→ EXERCISE
If a record contains a picture, skip the picture and transcribe the rest exactly.

→ RECORDS SHOWN
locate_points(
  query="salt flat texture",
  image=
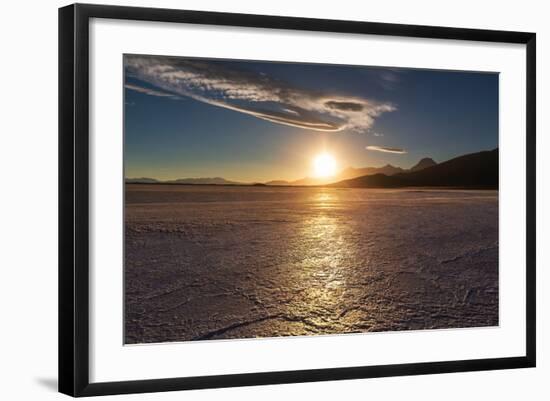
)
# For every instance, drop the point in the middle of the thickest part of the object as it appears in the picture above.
(218, 262)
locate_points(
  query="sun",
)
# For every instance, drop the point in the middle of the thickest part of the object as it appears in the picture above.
(324, 165)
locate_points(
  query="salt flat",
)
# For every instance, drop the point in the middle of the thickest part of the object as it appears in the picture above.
(213, 262)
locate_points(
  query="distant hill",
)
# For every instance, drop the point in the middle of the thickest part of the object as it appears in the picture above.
(345, 174)
(422, 164)
(142, 180)
(475, 170)
(278, 182)
(188, 181)
(202, 181)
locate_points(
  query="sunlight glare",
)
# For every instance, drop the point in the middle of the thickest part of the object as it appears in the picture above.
(324, 165)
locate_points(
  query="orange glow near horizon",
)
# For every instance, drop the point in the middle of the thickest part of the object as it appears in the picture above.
(324, 165)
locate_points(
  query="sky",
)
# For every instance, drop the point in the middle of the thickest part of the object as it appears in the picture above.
(252, 121)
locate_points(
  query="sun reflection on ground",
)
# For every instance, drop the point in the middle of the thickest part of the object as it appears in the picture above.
(325, 246)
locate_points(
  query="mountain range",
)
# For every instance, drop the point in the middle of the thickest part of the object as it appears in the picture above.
(352, 172)
(475, 170)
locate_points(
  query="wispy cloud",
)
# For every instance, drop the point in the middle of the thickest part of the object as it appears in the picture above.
(148, 91)
(255, 94)
(386, 149)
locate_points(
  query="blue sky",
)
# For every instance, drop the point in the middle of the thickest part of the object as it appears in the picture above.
(259, 121)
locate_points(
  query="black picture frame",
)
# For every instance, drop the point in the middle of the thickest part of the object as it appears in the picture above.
(74, 200)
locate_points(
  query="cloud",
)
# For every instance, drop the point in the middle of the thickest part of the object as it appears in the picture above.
(254, 94)
(386, 149)
(148, 91)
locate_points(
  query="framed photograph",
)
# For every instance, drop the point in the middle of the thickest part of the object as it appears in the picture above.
(248, 199)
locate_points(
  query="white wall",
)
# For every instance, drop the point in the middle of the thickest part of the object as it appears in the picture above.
(28, 216)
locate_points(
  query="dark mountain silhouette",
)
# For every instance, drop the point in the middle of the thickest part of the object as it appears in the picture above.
(422, 164)
(345, 174)
(475, 170)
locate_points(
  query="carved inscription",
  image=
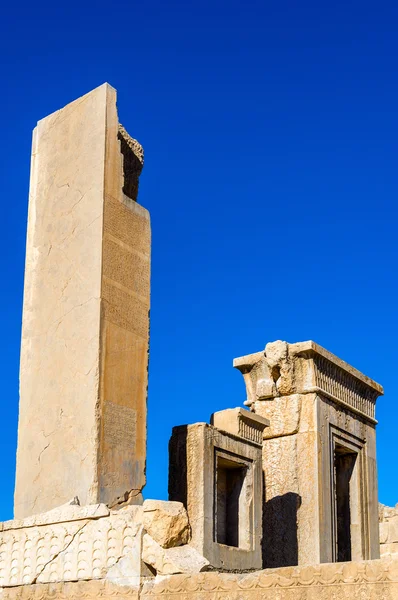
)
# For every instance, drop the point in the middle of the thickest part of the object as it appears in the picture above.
(127, 267)
(120, 424)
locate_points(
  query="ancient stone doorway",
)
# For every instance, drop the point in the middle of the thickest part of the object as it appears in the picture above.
(344, 463)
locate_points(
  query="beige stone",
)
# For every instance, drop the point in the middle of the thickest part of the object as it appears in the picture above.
(217, 475)
(388, 528)
(169, 561)
(79, 546)
(372, 580)
(84, 354)
(166, 522)
(240, 422)
(318, 454)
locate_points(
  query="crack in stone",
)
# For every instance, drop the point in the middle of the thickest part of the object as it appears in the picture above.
(58, 553)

→ ANSWER BOX
locate_points(
  query="salt flat texture",
  image=
)
# For every instance, drop the point in the middle of the thickest part of the object as it appears in the picture above.
(218, 262)
locate_points(
  query="sun",
)
# For every instance, drop the point in the middle of the thickest part of the object as it appears in the picture above.
(324, 165)
locate_points(
  query="salt flat",
)
# For every instance, drop the point in the middle of the thickest part of the object as it appears in the picture above.
(213, 262)
locate_points(
  query="distant hill",
)
# For every instance, drop the point in the middle of the thickest part of the object as it appears in the picture above.
(345, 174)
(422, 164)
(142, 180)
(475, 170)
(278, 182)
(188, 181)
(202, 181)
locate_points(
  query="sunlight glare",
)
# For every instance, drop the point in the middle of the thickest part of the object as it appears in the picture above.
(324, 165)
locate_points(
  query="orange glow near horizon",
)
# For every instance, drop the point in the middle of the thickest part of the object as it appears in the picture above.
(324, 165)
locate_points(
  query="sky",
)
# For every instance, drop the point in the middle of the thickest part of the object as it appears in the picture above.
(252, 121)
locate_points(
  query="sun reflection on ground",
)
# For every instance, drop the point in the middle of the thickest part of the object as it appears in the picture above.
(325, 246)
locate_points(
  query="mountain range",
)
# For every instance, drop the point in the middle of the thickest part of the object as it appears in the picture above.
(352, 172)
(475, 170)
locate_points(
  query="wispy cloud",
)
# For every instance, drop the point in the middle of the thickest part of the object as it appears in the picture above.
(148, 91)
(255, 94)
(386, 149)
locate_points(
  query="blue sky",
)
# For every instance, drop the point in the middle of the thickest part of the object as it appears in the picture above.
(259, 121)
locate_points(
  query="black picture frame",
)
# For every instance, drop the point in the middle of the thickest part of the object as it appears in the picture above.
(74, 200)
locate_points(
  query="cloud",
)
# For every instance, drop the point in the middle of the thickest part of the object as it appears in the picture above.
(254, 94)
(386, 149)
(148, 91)
locate_points(
  query="framed photograph",
)
# For every instance, drop the point in the middle of the thickest part of the object as it appears in the picture above.
(248, 199)
locate_points(
  query="white wall",
)
# For every instance, drop the point in the middle of the thickest part of the object as it appears in the picture above.
(28, 216)
locate_points(
  query="dark mountain silhouette",
)
# For every instance, drop the point in the middle of the thickest part of the object as it appears in the picture above.
(422, 164)
(345, 174)
(475, 170)
locate_points(
  query="carved inscription",
  image=
)
# For every instance, drop the point in the middle of the thickest part of the object as it appears in the picture above.
(127, 267)
(120, 424)
locate_points(
  query="ancient stone doorway",
)
# For every instance, drop the point in the middle of the thickest part of the object as it appears in the picture above.
(344, 463)
locate_points(
  query="beige stone",
)
# For every instance, drop the point in the middle of the thickest part of the object as it appears in the picture above.
(217, 475)
(388, 528)
(169, 561)
(79, 546)
(372, 580)
(84, 354)
(166, 522)
(240, 422)
(318, 454)
locate_points(
  query="crack in stone",
)
# For every instance, drop the point in the middle of the thickest part of the object as it appears in the picture above.
(58, 553)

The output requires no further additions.